MATERIAL FOR THIS EXERCISE:
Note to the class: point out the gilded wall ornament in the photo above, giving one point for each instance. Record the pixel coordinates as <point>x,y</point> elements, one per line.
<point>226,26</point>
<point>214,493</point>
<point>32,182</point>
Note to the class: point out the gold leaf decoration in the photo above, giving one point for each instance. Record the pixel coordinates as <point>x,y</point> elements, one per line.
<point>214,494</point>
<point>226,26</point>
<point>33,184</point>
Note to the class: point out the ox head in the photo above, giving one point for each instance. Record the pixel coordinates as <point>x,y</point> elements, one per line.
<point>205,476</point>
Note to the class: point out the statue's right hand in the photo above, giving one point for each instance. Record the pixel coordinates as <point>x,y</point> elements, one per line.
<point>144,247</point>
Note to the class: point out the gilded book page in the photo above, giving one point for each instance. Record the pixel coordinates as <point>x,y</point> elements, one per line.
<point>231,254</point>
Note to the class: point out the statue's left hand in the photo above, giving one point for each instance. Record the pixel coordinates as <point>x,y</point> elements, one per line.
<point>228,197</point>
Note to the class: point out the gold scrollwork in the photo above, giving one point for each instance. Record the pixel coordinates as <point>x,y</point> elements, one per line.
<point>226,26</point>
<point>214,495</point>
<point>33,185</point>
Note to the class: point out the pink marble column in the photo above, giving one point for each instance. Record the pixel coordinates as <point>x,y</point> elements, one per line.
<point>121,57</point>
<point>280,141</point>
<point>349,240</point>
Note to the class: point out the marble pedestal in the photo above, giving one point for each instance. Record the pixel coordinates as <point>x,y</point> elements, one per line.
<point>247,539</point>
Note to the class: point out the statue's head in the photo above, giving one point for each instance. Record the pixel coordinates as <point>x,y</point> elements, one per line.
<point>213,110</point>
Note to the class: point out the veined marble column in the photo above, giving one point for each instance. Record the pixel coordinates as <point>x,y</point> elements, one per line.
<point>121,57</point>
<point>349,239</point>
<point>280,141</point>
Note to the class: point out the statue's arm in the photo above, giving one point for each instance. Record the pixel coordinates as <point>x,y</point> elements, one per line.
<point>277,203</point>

STATED PROBLEM: Extract every one of the records above verbatim, in their original order, one per line.

ANSWER TO THIS PROBLEM:
Note to the class: point out the gilded wall ornament in the photo above, giving one point for each instance. Record the pixel coordinates as <point>x,y</point> elements, one per line.
<point>226,26</point>
<point>214,493</point>
<point>32,182</point>
Note to the class: point out the gold leaf decoration in the photo above, giving one point for each instance. Record the pixel coordinates as <point>x,y</point> elements, one per line.
<point>214,494</point>
<point>226,26</point>
<point>33,184</point>
Note to the class: point out the ox head in the photo above, giving one point for each instance. Record the pixel coordinates as <point>x,y</point> elements, one per line.
<point>205,476</point>
Note to the class: point out the statue's right hand in the photo above, giving one point for each instance. Record the pixel coordinates as <point>x,y</point> elements, one per line.
<point>144,247</point>
Note to the class: point out the gilded book page in the photo above, giving one point for each instance. Record the pixel coordinates as <point>x,y</point> elements, one per line.
<point>231,254</point>
Note to the class: point out the statue's left hand in the photo above, giving one point for each instance. Record the pixel coordinates as <point>x,y</point> elements, one per line.
<point>228,197</point>
Note to the class: point out the gold scrollwork in the photo above, giving one point for each instance. Record the pixel coordinates as <point>x,y</point> elements, one per line.
<point>226,26</point>
<point>214,495</point>
<point>33,185</point>
Note to the class: point out the pink marble column in the photo above, giving one point for each instance. Record the pixel coordinates as <point>x,y</point> elements, one per line.
<point>121,57</point>
<point>280,141</point>
<point>349,240</point>
Note to the class: point out the marble pedestal in the photo above, giving one point for each instance. Record the pixel coordinates as <point>x,y</point> elements, one per line.
<point>247,539</point>
Note to the class: point out the statue's head in the photo above, giving one point for each instance. Record the pixel coordinates as <point>x,y</point> elements, one per line.
<point>213,110</point>
Note to the class: point out the veined marble column in the photo above, giving one point for each instance. Record the pixel coordinates as <point>x,y</point> elements, one per line.
<point>121,57</point>
<point>349,239</point>
<point>280,141</point>
Note to the class: point out the statue's arm in the photo above, giving one point for each instance. Record the pixel coordinates as <point>x,y</point> elements, one per line.
<point>277,203</point>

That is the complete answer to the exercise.